Supplied data
---+---
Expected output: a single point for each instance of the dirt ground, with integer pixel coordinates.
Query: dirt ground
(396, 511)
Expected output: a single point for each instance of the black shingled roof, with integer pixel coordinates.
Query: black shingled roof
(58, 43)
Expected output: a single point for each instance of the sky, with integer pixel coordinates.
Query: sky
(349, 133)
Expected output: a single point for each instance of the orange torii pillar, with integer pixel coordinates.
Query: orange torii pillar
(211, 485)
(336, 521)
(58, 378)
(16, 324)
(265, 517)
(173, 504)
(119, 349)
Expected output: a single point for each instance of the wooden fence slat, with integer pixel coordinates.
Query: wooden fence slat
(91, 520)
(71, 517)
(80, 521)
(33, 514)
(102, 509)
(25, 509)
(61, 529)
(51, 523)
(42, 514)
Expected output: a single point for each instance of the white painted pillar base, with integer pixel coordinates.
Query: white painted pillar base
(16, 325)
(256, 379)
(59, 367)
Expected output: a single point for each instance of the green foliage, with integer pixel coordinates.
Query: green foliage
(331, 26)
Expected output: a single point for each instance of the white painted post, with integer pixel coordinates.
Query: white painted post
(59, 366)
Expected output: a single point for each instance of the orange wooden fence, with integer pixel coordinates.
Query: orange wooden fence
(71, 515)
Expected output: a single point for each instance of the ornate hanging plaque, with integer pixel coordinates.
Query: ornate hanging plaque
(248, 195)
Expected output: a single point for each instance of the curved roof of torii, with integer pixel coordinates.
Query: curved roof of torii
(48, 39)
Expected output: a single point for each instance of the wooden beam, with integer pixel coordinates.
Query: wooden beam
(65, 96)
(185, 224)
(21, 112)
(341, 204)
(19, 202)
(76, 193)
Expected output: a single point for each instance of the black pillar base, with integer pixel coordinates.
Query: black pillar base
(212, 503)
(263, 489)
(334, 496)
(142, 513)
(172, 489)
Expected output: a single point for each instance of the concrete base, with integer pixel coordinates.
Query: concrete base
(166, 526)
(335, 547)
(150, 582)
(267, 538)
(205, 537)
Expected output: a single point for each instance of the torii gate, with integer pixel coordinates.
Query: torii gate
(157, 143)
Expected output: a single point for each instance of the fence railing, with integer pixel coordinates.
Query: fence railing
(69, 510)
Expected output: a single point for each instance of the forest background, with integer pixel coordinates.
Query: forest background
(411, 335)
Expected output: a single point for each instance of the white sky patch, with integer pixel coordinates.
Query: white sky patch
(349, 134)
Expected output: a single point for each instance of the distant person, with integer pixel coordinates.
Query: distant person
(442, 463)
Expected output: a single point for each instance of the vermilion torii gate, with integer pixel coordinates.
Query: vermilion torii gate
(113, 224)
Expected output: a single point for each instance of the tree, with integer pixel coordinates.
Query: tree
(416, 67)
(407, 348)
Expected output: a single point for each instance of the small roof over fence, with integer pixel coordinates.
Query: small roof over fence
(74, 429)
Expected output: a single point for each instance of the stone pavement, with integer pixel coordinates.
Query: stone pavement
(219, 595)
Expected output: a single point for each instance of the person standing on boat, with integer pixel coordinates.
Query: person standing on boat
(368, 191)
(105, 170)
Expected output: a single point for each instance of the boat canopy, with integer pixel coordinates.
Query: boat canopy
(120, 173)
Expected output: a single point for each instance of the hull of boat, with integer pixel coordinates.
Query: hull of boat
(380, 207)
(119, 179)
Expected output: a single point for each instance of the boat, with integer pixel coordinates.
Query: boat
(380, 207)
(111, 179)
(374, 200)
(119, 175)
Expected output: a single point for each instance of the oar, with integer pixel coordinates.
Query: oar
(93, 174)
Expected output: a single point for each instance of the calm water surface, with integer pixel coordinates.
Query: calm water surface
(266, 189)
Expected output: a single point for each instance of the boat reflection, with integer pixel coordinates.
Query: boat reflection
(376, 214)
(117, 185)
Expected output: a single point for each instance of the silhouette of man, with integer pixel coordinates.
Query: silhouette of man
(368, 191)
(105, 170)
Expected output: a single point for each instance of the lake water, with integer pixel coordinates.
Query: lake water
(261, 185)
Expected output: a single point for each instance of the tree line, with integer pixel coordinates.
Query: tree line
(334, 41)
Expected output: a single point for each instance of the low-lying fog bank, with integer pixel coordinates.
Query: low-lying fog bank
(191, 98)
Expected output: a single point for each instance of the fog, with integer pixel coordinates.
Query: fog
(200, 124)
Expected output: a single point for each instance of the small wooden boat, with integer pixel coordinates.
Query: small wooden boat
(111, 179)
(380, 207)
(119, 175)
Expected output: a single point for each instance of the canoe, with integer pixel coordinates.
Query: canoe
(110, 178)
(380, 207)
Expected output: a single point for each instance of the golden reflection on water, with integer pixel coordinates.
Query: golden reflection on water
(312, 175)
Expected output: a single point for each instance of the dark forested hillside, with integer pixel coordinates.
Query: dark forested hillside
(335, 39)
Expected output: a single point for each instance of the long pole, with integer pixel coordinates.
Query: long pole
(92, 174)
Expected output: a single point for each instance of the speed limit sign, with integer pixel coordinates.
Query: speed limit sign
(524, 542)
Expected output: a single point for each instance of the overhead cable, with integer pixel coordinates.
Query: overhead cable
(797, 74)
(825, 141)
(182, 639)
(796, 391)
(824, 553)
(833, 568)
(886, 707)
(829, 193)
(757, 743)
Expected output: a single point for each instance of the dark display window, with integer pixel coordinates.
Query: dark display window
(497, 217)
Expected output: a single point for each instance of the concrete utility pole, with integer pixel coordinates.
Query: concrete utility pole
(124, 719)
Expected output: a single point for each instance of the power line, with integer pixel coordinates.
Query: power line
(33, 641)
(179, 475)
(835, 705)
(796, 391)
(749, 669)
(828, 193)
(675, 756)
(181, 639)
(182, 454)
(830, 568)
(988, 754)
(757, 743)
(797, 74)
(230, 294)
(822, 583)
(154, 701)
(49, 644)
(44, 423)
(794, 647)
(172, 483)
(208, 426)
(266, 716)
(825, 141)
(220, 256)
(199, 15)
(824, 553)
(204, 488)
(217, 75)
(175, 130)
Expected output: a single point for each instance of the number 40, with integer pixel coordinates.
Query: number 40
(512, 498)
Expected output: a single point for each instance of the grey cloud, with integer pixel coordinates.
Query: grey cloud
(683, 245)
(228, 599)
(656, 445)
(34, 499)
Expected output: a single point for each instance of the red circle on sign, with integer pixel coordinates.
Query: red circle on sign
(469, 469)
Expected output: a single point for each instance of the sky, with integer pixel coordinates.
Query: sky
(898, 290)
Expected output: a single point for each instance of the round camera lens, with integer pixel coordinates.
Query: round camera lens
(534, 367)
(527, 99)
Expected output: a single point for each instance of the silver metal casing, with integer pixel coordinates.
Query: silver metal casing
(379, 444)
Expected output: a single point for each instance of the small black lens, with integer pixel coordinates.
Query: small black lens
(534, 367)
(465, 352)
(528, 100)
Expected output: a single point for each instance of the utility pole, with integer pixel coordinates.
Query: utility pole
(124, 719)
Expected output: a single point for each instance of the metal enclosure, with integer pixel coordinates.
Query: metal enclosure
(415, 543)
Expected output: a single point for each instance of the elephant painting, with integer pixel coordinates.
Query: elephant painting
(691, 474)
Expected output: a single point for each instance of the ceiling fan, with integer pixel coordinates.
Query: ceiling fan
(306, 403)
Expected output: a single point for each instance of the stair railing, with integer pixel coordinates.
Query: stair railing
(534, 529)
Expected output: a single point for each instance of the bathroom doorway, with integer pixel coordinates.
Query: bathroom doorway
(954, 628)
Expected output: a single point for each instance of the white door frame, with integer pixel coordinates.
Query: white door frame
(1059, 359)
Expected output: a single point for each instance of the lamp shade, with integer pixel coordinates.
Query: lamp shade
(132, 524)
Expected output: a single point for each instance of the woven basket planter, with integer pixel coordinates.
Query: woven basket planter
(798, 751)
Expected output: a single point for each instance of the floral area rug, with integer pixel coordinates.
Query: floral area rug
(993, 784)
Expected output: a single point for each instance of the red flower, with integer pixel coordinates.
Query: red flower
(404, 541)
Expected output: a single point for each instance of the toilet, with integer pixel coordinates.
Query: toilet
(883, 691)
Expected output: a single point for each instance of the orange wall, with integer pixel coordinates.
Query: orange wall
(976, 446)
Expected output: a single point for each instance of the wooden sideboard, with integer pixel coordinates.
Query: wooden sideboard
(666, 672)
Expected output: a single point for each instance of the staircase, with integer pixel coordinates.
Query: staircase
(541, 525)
---+---
Exercise
From the entries above, extract only the lines running from the one containing "Query: low-lying fog bank" through the one containing "Expected output: a single point for each instance of the speed", inclusive.

Answer to the problem
Query: low-lying fog bank
(191, 98)
Expected output: a single point for each instance of the fog, with integer pixel coordinates.
Query: fog
(200, 124)
Expected output: a single point for each instance of the small wooden boat, with integer pixel coordinates.
Query: small wooden boat
(111, 179)
(380, 207)
(119, 175)
Expected output: a single point for each instance of the canoe, with integer pixel coordinates.
Query: canoe
(110, 178)
(380, 207)
Expected output: a single point for each instance of the golden reflection on water, with integer pixel coordinates.
Query: golden reflection on water
(312, 175)
Expected output: a single point for each instance of the dark forested hillside, with integer pixel coordinates.
Query: dark forested hillside
(335, 39)
Expected output: a single point for each instance of the long pole, with integer pixel coordinates.
Query: long pole
(92, 174)
Expected output: a single point for each instance of the speed limit sign, with integer pixel coordinates.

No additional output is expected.